### Work item:
Beneath this sentence is a set of records; write each of them out exactly.
====================
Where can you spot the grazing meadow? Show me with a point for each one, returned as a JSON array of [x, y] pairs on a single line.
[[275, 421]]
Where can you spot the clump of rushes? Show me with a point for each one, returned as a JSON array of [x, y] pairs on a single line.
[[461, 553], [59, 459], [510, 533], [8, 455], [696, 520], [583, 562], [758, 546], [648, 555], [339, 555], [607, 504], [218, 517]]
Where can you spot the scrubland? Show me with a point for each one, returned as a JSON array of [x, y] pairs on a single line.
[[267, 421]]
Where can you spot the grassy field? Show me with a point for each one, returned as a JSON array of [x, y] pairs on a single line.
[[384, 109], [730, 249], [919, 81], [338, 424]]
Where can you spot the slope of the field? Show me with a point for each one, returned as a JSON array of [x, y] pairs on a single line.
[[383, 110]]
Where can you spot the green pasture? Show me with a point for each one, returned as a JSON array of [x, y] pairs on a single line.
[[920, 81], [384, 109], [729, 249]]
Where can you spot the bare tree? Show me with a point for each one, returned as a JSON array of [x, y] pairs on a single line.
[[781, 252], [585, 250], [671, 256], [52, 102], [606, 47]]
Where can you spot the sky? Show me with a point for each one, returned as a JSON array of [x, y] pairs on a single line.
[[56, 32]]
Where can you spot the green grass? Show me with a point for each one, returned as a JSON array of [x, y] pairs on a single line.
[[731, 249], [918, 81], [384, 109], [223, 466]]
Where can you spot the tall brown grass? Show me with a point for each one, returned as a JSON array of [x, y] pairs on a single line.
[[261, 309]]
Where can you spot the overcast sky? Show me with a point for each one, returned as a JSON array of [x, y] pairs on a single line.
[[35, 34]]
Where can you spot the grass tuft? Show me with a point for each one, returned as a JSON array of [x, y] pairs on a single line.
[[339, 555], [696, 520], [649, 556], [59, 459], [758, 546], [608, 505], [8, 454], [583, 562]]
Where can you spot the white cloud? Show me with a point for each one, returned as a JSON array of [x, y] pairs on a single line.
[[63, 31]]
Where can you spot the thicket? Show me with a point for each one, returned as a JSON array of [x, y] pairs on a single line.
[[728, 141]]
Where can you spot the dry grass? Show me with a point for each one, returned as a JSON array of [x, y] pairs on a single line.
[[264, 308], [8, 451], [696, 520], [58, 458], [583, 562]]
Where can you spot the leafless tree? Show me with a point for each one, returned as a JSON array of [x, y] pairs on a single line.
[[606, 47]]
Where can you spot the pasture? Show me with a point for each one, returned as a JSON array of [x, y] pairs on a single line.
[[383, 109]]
====================
### Solution to the problem:
Where can you spot the grazing meadow? Show me with a point for each one, returned as a JSON array of [x, y] pairs on a single line.
[[275, 421]]
Where can you spot the clump of rushes? Show me with a point for each one, returned as a JSON array of [x, y] pairs on a single line.
[[461, 553], [59, 459], [510, 533], [8, 455], [696, 520], [583, 562], [758, 546], [648, 555], [339, 555], [607, 504], [218, 517]]
Where can you spot the scrubland? Show me with a point for each one, returned as a JSON array of [x, y] pairs on a single line.
[[267, 421]]
Where can you spot the grassy field? Show me with a point for each one, returned as a JSON array of [x, y] pairs on a single line.
[[384, 109], [730, 249], [919, 81], [338, 424]]
Where can you spot the slope of the field? Show me with a point for each one, returned as a JSON array of [x, y] pairs on a single line.
[[383, 110]]
Where can you spot the green pasture? Show me with a point for each one, returned as a JSON array of [x, y] pairs on a single line.
[[920, 81], [384, 109], [729, 249]]
Where can you spot the bare tree? Show me with a point for each one, returned as a JSON array of [x, y] pairs on a single line.
[[781, 252], [585, 250], [671, 256], [52, 102], [606, 47]]
Where can you spot the sky? Show me with a point for each one, returned as a JSON array of [x, y] pairs on a single line.
[[56, 32]]
Where can you spot the green grass? Show me with a point for each one, returned as a JSON array of [x, y] pairs on a single line.
[[731, 249], [918, 81], [384, 109], [223, 466]]
Where can you spot the tall brown grass? Show me with a point for each one, returned as a JSON array of [x, y] pairs on a single line.
[[261, 309]]
Where can you spot the overcast sky? Show me with a point for each one, returned as a JSON array of [x, y] pairs on a single line.
[[35, 34]]
Where can you spot the grass tuft? Show me with a point for each one, returned as a JSON array of [x, y] pairs on a single line.
[[339, 555], [696, 520], [649, 556], [59, 459], [758, 546], [608, 505], [8, 454], [583, 562]]
Where can you spot the white cloud? Show me with a point for each one, returned as a JSON array of [x, y] pairs on a single line.
[[63, 31]]
Where can you spot the thicket? Show me with a point for each one, returned as a JSON array of [x, y] pairs on a single line.
[[728, 141]]
Where can you spot the dry grass? Show me with a point for each one, returned as a JSON array of [x, y] pairs on a single line.
[[264, 308], [8, 451], [696, 520], [58, 458], [583, 562]]
Where can you spot the leafless tree? Show me with a point for each one, returned as a JSON array of [x, y] pairs on a single line.
[[606, 47]]
Where can you spot the pasture? Show me with a point for each one, returned as a JSON array of [x, y] pairs on a single line.
[[383, 109]]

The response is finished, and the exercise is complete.